[Exercise material]
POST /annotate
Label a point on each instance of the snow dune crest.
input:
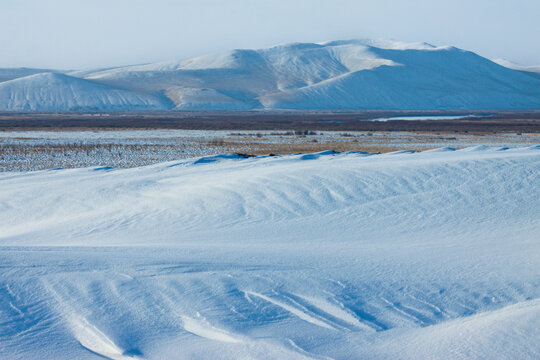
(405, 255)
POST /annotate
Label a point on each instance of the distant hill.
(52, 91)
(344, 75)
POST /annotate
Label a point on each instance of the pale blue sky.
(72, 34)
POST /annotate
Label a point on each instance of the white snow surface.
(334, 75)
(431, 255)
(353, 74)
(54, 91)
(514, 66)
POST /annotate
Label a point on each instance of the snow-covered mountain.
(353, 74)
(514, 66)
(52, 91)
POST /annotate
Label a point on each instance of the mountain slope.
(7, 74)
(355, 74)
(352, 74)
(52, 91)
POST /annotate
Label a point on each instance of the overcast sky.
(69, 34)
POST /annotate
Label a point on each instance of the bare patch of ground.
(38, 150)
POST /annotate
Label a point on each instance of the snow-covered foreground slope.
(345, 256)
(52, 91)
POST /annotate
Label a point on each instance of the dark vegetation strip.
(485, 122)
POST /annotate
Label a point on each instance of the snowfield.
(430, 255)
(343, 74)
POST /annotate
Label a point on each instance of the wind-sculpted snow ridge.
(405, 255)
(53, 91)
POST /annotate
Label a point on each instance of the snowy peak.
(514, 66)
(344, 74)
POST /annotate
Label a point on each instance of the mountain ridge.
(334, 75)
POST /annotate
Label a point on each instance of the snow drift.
[/Exercise material]
### Task instructions
Before copying, set the pictures aside; then give the records again exactly.

### Solution
POST /annotate
Label a point on each instance of the snow dune crest.
input:
(405, 255)
POST /annotate
Label a point on each instance of the distant hill.
(52, 91)
(344, 75)
POST /annotate
Label a point on each instance of the pale blue sky.
(72, 34)
POST /annotate
Label a point on each instance of the white snow surface.
(334, 75)
(431, 255)
(353, 74)
(54, 91)
(514, 66)
POST /annotate
Label a point on each instance of the snow-covered mountain.
(353, 74)
(514, 66)
(52, 91)
POST /annotate
Label a point on each instance of the mountain slope.
(7, 74)
(355, 74)
(352, 74)
(52, 91)
POST /annotate
Label a point on each instance of the overcast sky.
(69, 34)
POST /annotate
Label a point on each instance of the bare patch of ground.
(38, 150)
POST /annotate
Label a point on each instance of the snow-covered foreground slope.
(345, 256)
(52, 91)
POST /annotate
Label a point on each instance of the dark vegetation strip.
(485, 122)
POST /annotate
Label a point on each instance of the snowfield.
(430, 255)
(343, 74)
POST /annotate
Label a point on each instance of the wind-sculpted snow ridge.
(405, 255)
(53, 91)
POST /annotate
Label a point on each instance of the snowy peak.
(514, 66)
(344, 74)
POST /annotate
Label a point on each instance of the mountain ridge.
(334, 75)
POST /annotate
Label a point on each instance of the snow drift.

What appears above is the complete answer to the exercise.